You think you know Doctor Who? Just like his sprawling time machine, the Doctor's mythology and mystery are too expansive and weird to be contained in a finite space. Here are 10 things you might not know about Doctor Who.
10) The Doctor almost met God.
John Wiles, who took over as producer of the show after original producer Verity Lambert left in 1965, wanted to push the show in a more experimental direction. And one of his ideas was a story called "The Face of God." According to Wiles, "the TARDIS is stopped in mid-air by this enormous face which claims to be that of God himself. Of course towards the end it would be proven that all was not as it seemed." Wiles was surprised to see his idea appear, nearly a quarter of a century later, in the movie Star Trek V: The Final Frontier. (You can just picture William Hartnell asking, "What does God need with a time machine?")

(Stored records)
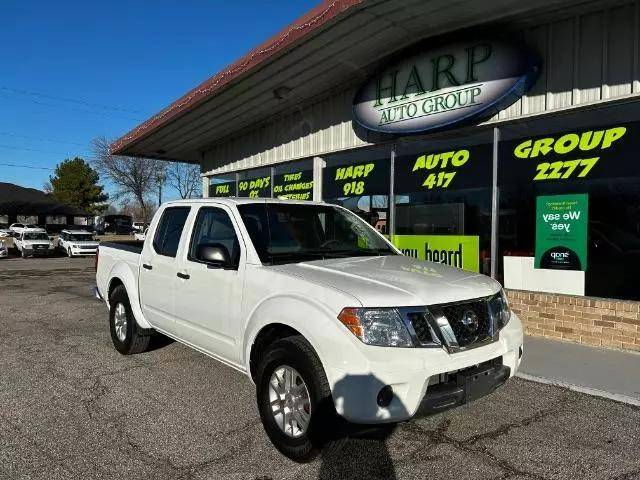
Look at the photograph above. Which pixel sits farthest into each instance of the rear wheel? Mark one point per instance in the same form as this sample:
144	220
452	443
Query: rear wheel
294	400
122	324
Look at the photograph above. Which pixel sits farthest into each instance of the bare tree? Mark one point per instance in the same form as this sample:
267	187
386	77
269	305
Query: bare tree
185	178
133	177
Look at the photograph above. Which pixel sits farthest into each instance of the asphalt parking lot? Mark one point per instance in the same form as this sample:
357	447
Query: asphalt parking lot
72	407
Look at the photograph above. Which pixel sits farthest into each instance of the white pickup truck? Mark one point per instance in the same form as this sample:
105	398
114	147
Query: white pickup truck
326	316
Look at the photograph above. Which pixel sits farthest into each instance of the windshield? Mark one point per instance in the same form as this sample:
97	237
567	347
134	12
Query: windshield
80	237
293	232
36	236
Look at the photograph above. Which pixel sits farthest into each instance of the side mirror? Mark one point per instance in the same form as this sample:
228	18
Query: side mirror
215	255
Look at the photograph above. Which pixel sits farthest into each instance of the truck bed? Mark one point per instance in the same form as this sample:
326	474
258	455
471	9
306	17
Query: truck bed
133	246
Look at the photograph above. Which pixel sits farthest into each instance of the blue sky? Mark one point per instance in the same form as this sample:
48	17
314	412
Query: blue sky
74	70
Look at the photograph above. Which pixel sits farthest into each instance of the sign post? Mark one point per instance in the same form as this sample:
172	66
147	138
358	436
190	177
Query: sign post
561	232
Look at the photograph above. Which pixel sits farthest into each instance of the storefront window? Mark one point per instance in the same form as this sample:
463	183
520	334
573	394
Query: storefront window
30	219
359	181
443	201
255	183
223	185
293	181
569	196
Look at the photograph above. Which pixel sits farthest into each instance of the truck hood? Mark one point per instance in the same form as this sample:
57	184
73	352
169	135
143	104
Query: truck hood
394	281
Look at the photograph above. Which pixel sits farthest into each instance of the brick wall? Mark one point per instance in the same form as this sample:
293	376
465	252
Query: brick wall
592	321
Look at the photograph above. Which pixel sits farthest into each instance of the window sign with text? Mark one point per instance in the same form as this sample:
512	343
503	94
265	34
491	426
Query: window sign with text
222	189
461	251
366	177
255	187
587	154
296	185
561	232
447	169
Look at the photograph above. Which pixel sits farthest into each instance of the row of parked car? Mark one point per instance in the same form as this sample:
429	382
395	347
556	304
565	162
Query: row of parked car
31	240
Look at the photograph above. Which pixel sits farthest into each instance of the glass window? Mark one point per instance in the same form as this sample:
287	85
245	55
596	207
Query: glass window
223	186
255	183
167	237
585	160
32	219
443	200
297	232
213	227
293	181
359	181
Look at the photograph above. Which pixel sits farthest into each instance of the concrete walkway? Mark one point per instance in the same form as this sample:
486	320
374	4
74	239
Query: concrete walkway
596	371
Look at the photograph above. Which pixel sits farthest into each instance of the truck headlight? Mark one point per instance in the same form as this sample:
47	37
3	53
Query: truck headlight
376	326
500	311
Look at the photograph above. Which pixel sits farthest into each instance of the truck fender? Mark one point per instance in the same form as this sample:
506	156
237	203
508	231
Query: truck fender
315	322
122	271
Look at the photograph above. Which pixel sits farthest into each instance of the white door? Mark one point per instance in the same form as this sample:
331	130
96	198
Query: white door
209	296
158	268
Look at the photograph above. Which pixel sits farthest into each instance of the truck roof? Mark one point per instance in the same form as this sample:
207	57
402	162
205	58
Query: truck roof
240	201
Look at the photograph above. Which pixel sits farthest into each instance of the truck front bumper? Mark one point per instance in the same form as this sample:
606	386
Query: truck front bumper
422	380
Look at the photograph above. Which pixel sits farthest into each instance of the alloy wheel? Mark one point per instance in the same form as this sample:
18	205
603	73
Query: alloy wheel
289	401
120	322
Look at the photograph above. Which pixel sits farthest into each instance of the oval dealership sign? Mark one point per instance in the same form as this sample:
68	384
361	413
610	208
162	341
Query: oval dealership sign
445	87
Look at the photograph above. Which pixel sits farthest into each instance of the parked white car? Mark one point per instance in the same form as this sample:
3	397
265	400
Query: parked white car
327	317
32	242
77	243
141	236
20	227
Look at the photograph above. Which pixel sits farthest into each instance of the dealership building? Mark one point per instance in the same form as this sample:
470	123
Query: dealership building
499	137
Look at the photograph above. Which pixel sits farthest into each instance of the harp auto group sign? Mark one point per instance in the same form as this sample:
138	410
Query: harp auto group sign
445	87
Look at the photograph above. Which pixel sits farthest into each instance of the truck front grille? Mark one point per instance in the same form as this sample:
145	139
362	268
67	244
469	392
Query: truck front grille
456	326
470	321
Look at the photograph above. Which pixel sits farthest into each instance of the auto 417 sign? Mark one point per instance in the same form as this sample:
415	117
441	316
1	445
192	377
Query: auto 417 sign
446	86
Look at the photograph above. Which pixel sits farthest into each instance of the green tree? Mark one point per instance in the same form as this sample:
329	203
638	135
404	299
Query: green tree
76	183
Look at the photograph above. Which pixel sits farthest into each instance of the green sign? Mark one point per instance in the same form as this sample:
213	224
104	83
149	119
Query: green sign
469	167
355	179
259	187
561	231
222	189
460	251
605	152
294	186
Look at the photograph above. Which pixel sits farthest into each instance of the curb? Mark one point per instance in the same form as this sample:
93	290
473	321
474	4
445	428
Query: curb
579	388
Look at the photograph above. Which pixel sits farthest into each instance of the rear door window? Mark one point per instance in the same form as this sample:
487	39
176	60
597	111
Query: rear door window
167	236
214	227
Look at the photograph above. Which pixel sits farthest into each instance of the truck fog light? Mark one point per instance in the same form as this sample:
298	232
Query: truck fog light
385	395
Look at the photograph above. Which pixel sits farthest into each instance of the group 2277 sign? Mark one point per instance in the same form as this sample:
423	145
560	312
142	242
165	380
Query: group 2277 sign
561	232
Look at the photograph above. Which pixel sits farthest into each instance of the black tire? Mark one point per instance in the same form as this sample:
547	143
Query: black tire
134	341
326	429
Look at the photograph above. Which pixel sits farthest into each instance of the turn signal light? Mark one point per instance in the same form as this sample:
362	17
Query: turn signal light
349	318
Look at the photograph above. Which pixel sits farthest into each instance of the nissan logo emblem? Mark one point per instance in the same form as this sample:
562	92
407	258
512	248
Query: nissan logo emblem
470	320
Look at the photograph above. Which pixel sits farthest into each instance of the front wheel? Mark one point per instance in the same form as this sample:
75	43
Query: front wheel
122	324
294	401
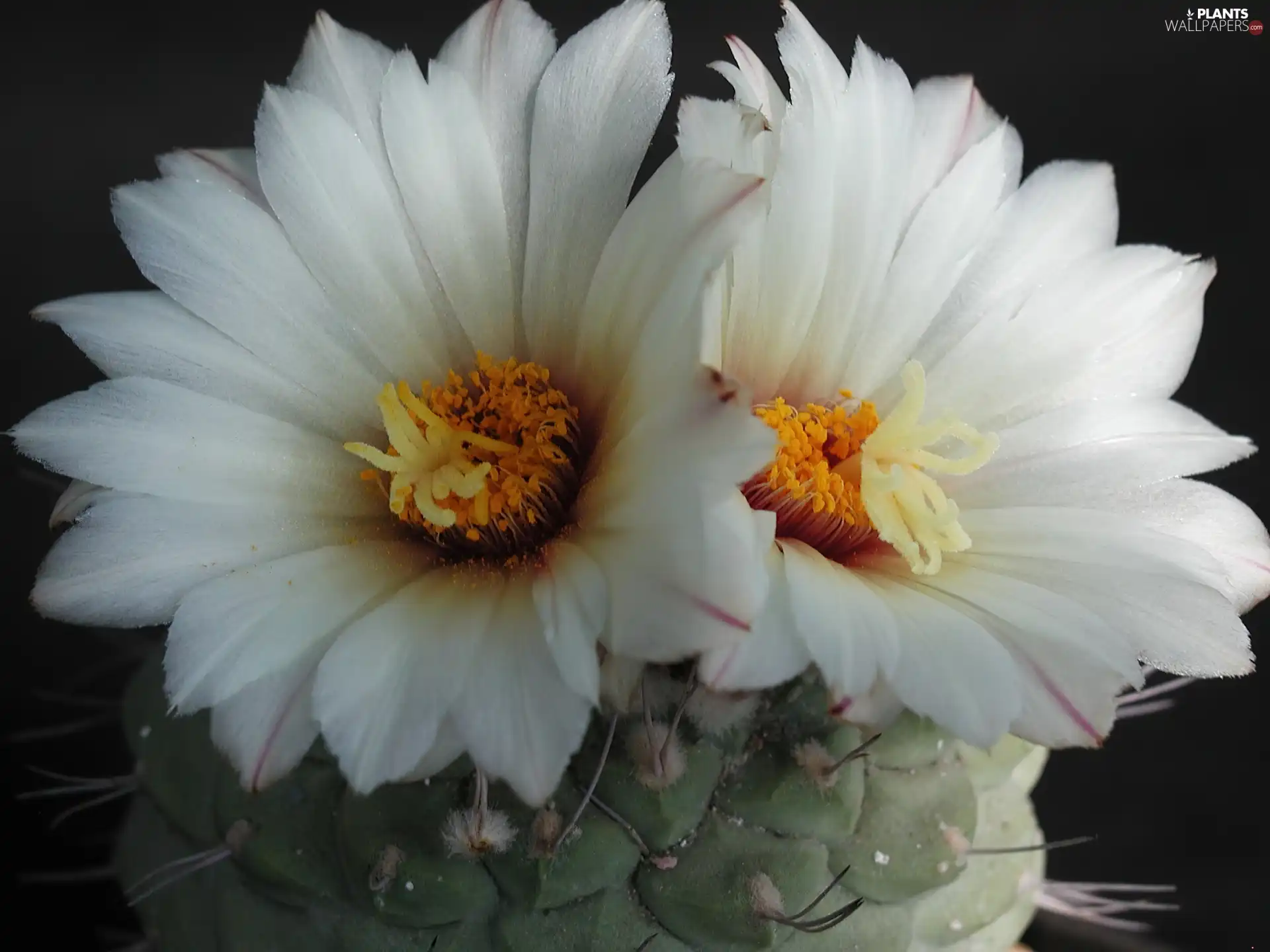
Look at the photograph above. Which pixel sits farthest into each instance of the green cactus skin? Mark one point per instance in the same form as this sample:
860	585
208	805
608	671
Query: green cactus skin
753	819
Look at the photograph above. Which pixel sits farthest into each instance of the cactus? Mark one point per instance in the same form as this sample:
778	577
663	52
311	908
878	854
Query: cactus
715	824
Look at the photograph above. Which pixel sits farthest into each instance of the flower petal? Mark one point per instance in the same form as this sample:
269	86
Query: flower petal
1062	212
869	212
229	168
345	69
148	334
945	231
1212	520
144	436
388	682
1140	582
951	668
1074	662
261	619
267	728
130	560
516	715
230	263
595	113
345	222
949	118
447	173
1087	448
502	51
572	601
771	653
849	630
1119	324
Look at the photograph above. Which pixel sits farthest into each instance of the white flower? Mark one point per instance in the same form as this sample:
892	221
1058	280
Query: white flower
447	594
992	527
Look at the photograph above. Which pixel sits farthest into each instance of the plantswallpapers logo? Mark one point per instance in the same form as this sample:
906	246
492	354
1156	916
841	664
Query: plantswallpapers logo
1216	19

---

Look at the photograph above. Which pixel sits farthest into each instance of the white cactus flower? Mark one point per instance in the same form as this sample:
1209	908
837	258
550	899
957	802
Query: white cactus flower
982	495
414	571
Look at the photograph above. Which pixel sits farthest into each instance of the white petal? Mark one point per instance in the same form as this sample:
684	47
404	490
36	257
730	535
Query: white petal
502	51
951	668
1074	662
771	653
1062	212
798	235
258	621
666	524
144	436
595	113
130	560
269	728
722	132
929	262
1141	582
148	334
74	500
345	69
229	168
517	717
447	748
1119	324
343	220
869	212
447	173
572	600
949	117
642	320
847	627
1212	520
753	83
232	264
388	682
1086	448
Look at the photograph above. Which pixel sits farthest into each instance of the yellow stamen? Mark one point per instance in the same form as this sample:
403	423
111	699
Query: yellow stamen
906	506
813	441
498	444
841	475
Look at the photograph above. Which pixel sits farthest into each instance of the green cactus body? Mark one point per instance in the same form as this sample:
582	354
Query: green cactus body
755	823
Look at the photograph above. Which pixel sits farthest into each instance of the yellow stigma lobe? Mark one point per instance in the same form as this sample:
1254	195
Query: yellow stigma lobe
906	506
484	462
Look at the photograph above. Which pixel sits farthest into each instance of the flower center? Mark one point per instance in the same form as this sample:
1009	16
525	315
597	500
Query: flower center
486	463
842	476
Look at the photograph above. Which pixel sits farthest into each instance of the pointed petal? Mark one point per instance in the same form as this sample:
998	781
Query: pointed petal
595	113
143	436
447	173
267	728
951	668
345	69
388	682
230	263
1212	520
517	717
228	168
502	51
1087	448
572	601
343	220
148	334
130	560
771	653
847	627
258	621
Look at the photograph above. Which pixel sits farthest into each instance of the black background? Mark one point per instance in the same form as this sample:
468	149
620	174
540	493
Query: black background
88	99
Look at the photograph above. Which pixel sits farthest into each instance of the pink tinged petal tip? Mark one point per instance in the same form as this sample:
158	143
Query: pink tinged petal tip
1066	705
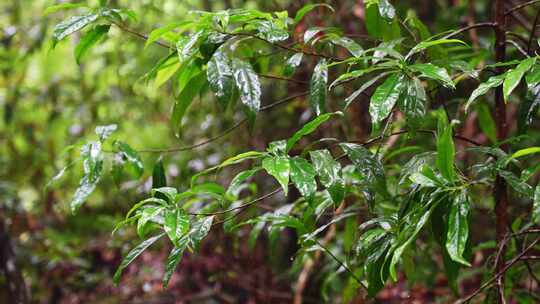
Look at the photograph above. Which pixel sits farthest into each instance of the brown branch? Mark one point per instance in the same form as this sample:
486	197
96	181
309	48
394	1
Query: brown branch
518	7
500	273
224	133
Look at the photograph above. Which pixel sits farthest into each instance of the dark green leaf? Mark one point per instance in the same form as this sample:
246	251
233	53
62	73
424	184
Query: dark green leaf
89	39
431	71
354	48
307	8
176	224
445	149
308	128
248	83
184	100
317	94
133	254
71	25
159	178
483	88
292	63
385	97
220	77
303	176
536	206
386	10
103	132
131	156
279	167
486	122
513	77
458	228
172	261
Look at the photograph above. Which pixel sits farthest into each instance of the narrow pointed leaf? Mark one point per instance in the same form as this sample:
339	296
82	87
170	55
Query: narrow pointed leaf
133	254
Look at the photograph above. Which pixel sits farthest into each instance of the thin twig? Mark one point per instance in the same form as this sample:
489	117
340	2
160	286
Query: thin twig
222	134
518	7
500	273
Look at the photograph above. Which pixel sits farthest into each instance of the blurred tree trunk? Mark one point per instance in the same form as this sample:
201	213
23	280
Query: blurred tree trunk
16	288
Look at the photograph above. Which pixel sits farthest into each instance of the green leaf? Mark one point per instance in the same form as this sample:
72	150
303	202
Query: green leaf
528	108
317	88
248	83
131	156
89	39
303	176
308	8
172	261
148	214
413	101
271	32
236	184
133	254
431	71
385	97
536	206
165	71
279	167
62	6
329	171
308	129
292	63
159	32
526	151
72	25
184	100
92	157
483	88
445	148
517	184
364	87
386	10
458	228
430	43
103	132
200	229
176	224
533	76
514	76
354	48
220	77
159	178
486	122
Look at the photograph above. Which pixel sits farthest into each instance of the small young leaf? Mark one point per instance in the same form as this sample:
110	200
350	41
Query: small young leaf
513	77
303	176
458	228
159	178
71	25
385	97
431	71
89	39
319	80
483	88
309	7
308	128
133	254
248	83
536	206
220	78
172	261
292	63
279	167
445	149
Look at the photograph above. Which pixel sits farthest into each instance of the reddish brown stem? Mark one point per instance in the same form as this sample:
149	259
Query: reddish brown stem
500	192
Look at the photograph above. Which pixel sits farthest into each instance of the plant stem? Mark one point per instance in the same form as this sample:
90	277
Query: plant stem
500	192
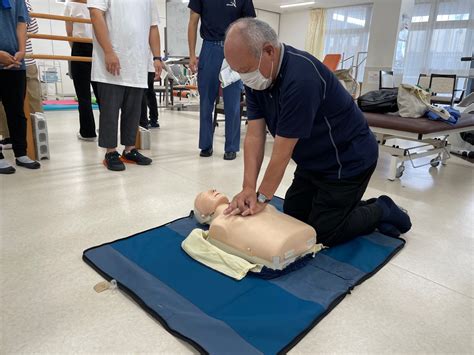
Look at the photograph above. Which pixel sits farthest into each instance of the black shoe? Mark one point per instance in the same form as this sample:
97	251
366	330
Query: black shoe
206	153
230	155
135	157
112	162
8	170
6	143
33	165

---

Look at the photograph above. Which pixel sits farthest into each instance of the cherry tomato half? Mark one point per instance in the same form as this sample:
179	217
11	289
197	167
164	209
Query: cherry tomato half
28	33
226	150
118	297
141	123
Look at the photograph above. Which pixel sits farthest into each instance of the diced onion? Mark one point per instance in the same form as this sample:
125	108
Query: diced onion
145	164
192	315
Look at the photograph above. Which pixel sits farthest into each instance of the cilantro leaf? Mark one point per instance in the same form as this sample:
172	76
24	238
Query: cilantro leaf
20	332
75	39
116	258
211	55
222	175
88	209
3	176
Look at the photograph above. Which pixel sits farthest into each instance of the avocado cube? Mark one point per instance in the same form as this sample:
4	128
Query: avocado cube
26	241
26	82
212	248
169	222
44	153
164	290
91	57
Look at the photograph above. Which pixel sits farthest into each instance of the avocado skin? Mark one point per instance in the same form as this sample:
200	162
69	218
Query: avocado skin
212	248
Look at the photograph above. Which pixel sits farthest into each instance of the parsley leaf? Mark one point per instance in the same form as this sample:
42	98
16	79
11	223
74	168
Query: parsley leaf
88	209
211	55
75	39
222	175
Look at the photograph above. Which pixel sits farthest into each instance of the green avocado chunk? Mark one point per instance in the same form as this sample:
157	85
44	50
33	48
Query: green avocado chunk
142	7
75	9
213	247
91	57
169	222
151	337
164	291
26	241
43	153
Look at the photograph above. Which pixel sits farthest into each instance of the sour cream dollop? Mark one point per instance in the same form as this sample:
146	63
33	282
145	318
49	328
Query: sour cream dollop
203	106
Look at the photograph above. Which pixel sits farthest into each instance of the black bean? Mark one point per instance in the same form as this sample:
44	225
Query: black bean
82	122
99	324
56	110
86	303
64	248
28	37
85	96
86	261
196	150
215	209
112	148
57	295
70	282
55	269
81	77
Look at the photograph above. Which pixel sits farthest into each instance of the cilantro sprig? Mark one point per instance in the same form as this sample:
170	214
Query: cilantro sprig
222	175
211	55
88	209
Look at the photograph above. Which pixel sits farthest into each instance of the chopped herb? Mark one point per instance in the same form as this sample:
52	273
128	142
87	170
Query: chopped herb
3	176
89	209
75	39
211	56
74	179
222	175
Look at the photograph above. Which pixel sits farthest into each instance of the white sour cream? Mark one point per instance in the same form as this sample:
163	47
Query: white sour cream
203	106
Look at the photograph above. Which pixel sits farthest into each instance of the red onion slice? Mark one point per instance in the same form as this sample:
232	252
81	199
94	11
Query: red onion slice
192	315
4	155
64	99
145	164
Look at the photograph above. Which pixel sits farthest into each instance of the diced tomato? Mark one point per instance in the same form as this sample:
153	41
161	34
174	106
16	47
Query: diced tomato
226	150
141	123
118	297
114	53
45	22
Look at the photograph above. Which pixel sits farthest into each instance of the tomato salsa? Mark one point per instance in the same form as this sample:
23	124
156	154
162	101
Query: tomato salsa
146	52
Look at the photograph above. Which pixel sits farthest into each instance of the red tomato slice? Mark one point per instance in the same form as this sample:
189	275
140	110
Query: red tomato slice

- REQUIRED TASK -
Print the passage of the Doctor Who text starting with "You think you" and going on through "almost met God.". The stored records are separate material and are not part of the Doctor Who text.

- EXERCISE ANSWER -
You think you know Doctor Who? Just like his sprawling time machine, the Doctor's mythology and mystery are too expansive and weird to be contained in a finite space. Here are 10 things you might not know about Doctor Who.
10) The Doctor almost met God.